start RECORDS SHOWN

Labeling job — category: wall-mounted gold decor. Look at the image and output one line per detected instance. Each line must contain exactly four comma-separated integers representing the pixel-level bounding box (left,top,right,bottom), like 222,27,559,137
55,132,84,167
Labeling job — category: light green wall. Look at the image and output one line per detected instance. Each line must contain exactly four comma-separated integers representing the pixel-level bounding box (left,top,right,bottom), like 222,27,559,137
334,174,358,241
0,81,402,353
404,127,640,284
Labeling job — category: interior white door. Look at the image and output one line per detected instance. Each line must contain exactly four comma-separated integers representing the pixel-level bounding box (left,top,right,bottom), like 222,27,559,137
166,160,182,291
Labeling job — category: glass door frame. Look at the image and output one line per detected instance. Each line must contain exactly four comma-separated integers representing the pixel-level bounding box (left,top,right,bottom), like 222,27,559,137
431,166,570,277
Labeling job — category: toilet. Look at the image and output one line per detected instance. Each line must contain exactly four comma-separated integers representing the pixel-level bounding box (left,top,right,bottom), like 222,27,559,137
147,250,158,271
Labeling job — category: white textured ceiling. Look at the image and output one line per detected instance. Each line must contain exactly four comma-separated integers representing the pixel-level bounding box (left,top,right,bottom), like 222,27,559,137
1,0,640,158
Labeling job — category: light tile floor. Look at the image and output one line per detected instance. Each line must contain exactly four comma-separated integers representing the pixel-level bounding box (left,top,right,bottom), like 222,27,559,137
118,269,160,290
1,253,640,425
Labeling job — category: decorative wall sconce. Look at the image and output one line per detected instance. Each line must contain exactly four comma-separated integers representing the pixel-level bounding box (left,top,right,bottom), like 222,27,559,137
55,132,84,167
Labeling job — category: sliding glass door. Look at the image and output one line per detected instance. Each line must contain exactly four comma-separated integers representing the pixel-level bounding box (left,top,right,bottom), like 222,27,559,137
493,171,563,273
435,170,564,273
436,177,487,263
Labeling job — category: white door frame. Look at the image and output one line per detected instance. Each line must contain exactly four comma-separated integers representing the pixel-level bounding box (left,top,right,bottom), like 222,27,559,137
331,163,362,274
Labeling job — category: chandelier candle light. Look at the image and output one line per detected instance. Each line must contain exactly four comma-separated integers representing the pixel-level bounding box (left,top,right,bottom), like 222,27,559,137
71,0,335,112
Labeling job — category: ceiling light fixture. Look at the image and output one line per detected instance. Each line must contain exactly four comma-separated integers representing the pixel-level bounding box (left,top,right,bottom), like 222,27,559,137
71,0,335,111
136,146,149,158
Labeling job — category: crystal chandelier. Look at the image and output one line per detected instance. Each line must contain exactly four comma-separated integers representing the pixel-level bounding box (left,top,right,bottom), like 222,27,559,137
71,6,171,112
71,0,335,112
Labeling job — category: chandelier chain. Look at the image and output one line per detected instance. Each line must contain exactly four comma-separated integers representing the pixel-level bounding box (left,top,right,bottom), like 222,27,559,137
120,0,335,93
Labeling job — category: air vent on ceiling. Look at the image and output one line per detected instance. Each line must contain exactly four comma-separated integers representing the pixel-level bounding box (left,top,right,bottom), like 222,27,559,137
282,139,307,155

end RECORDS SHOWN

__TO DO__. Please rewrite the lines starting at the one that contains "Labeling job — category: light tile" and ending at the one that contains "118,269,160,290", with "floor" changed to "flooring" and nothing else altered.

__THE REPLY__.
Labeling job — category: light tile flooring. Look at the image and output one line per detected instance. Each line must contain exactly four comma-separated integers representing the pixel-level bounding box (left,top,right,bottom), like 222,27,559,137
118,269,160,290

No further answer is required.